I tuoi compiti
• A. In quale occasione, secondo la fonte, Angela Merkel ha coniato l'espressione "democrazia conforme al mercato"?
• B. Trascrivi parola per parola la parte della fonte che comincia con le parole contenenti "Dimenticate la democrazia" e finisce con "della Marktkonforme Demokratie.".

Dimenticate la democrazia parlamentare. Oggi viviamo nell’epoca della “democrazia conforme al mercato”, o, se masticate un po’ di tedesco, della Marktkonforme Demokratie.
L’espressione è stata coniata dalla cancelliera Angela Merkel in un’intervista del settembre 2011 alla radio pubblica tedesca: «Noi viviamo certo in una democrazia, una democrazia parlamentare; perciò la legge di bilancio è un diritto centrale del parlamento. Comunque troveremo le strade, nel quadro esistente della collaborazione parlamentare, per far sì che ciò nonostante sia conforme al mercato» [1].
Alla base del concetto espresso da Frau Merkel vi è l’idea, ormai ben inculcata nelle nostre teste, che da una parte il rigore dei conti pubblici e dall’altra le opinioni dei mercati finanziari debbano guidare l’azione riformatrice dei governi nazionali.
Forse sarà inutile, ma ricordiamolo ugualmente: nessuno ha eletto i mercati finanziari né, tanto meno, la spettrale Troika, composta da Fondo Monetario Internazionale, Banca Centrale Europea e Commissione Europea, che in questi anni ha imposto l’austerity a diversi paesi dell’Eurozona.
In entrambi i casi si tratta di entità sovranazionali in cui agisce un’élite, strettamente connessa ai poteri economici, che passa con disinvoltura dagli incarichi pubblici a quelli privati e viceversa, accumulando una smisurata influenza sull’intero processo decisionale delle nostre democrazie.

Dati forniti
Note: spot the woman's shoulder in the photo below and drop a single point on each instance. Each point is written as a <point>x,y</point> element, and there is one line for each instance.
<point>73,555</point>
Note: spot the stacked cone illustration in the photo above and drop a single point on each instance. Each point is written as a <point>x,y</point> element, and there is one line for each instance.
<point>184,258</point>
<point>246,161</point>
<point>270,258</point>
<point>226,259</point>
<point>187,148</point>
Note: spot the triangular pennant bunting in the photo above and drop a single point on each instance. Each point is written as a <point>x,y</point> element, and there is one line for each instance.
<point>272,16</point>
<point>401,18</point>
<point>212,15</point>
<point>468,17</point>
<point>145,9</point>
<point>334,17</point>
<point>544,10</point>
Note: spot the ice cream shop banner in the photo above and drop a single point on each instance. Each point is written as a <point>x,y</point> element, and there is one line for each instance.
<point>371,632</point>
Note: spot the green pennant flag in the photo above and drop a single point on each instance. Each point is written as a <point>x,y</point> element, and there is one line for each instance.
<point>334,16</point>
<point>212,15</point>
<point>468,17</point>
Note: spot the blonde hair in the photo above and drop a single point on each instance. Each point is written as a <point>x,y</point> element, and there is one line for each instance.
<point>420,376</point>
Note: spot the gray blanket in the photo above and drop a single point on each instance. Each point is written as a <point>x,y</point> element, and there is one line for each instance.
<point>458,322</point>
* * *
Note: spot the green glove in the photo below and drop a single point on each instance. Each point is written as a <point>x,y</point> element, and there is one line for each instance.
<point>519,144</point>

Risposte ai compiti
• A. In un'intervista del settembre 2011 alla radio pubblica tedesca.

• B.
Dimenticate la democrazia parlamentare. Oggi viviamo nell’epoca della “democrazia conforme al mercato”, o, se masticate un po’ di tedesco, della Marktkonforme Demokratie.